Problem to work on: Nothing but the pictures gets dropped; retype every entry exactly.

Source data:
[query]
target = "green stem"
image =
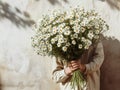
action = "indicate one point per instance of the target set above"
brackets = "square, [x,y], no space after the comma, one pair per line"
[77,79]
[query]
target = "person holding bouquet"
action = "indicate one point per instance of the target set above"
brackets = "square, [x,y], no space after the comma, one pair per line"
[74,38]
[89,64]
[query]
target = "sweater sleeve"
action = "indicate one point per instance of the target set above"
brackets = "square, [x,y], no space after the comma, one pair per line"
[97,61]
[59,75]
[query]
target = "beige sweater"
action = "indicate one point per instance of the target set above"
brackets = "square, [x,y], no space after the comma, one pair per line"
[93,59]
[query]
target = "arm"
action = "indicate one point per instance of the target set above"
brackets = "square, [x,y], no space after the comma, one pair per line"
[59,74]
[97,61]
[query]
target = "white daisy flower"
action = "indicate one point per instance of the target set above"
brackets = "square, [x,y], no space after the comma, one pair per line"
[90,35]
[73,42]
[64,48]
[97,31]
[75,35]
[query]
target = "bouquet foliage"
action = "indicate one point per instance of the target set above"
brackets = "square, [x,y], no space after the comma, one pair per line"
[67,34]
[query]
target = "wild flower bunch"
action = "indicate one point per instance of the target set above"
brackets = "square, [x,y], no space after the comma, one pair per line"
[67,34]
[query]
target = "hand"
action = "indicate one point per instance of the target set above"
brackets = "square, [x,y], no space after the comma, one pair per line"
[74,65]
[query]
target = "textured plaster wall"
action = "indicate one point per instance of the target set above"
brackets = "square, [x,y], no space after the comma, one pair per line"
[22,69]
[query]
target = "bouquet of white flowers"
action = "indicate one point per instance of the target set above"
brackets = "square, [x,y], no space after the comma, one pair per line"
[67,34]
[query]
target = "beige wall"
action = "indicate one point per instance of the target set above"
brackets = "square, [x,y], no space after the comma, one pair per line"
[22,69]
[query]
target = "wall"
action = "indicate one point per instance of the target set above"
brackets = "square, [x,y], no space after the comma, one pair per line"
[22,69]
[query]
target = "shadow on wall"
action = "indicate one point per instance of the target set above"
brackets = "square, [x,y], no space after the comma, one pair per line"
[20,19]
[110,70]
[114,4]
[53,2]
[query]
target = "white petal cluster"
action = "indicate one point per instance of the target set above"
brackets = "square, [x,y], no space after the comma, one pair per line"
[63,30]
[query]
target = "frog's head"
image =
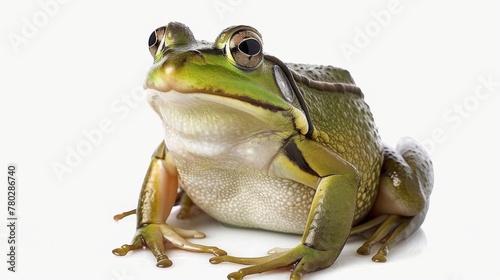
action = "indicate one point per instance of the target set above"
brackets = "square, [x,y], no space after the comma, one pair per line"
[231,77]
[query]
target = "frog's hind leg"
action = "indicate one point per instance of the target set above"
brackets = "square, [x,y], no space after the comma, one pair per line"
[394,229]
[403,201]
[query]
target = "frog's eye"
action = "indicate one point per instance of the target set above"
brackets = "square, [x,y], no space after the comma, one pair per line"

Answer section:
[query]
target = "green stem"
image =
action = "indicate one point per instance of the target set above"
brackets = "square, [x,y], no space after the comma, one pair per line"
[77,79]
[query]
target = "person holding bouquet"
action = "indicate one point per instance of the target set above"
brackets = "square, [x,y], no space after the comma, one pair per line"
[74,38]
[89,64]
[query]
target = "sweater sleeve"
action = "indicate one point per instance of the target set above"
brackets = "square, [x,y], no space after the comma, one pair per line"
[97,61]
[59,75]
[query]
target = "beige sweater"
action = "indicate one point per instance of the target set above"
brackets = "square, [x,y], no space after the comma, one pair per line"
[93,59]
[query]
target = "arm"
action = "indicate one point per instance of the target set above"
brackets = "square, [x,y], no space after the comma, one pair per line"
[59,74]
[97,61]
[query]
target = "white daisy flower"
action = "indicate one point per instance of the target set above"
brackets = "square, [x,y], no space after the comma, one pair per line"
[90,35]
[73,42]
[64,48]
[97,31]
[75,35]
[query]
target = "bouquet foliage"
action = "indicate one point per instance of the target set above"
brackets = "square, [x,y], no space after the comma, one pair per line"
[67,34]
[query]
target = "wild flower bunch"
action = "indicate one point per instance of the target set above"
brackets = "square, [x,y], no space after the comma, one pair per line"
[67,34]
[query]
target = "hand"
action = "indicate one point per instance of the target set above"
brackets = "square, [x,y], no space after the comma, one pair per line"
[74,65]
[query]
target = "textured plaster wall"
action = "indicate one point per instance of the target set above"
brackets = "square, [x,y], no space after the comma, one pair per line"
[22,69]
[query]
target = "bouquet of white flowers"
action = "indicate one point per instance of the target set above"
brackets = "square, [x,y], no space after the comma, one pair per line"
[67,34]
[query]
target = "beige wall"
action = "indicate one point per instance of the target set above"
brackets = "square, [x,y], no space after the comma, one pair per line"
[22,69]
[query]
target = "wall"
action = "indicate one point per instance of the target set above"
brackets = "square, [x,y], no space after the comma, one pair per line"
[22,69]
[query]
target = "shadow on wall"
action = "indicate one point per instance of the target set above"
brackets = "square, [x,y], no space after the comma, one pair per line"
[20,19]
[110,70]
[114,4]
[53,2]
[query]
target = "white petal cluster"
action = "indicate one point per instance of the target set above"
brackets = "square, [x,y], no space after the comma, one pair per line"
[63,30]
[query]
target = "frog's head"
image =
action = "indicate one point per instance of the target set above"
brackets = "square, [x,y], no space after the comma, one pair per line"
[231,77]
[query]
target = "frog's hind leg"
action = "indicate one point per instance of the target set above"
brackets = "square, [x,y], no space after the comma, one pair per line"
[394,229]
[403,201]
[query]
target = "frog's eye"
action = "indicate one point per instance of the target set above"
brackets = "square, [x,y], no space after the comma, one pair per line"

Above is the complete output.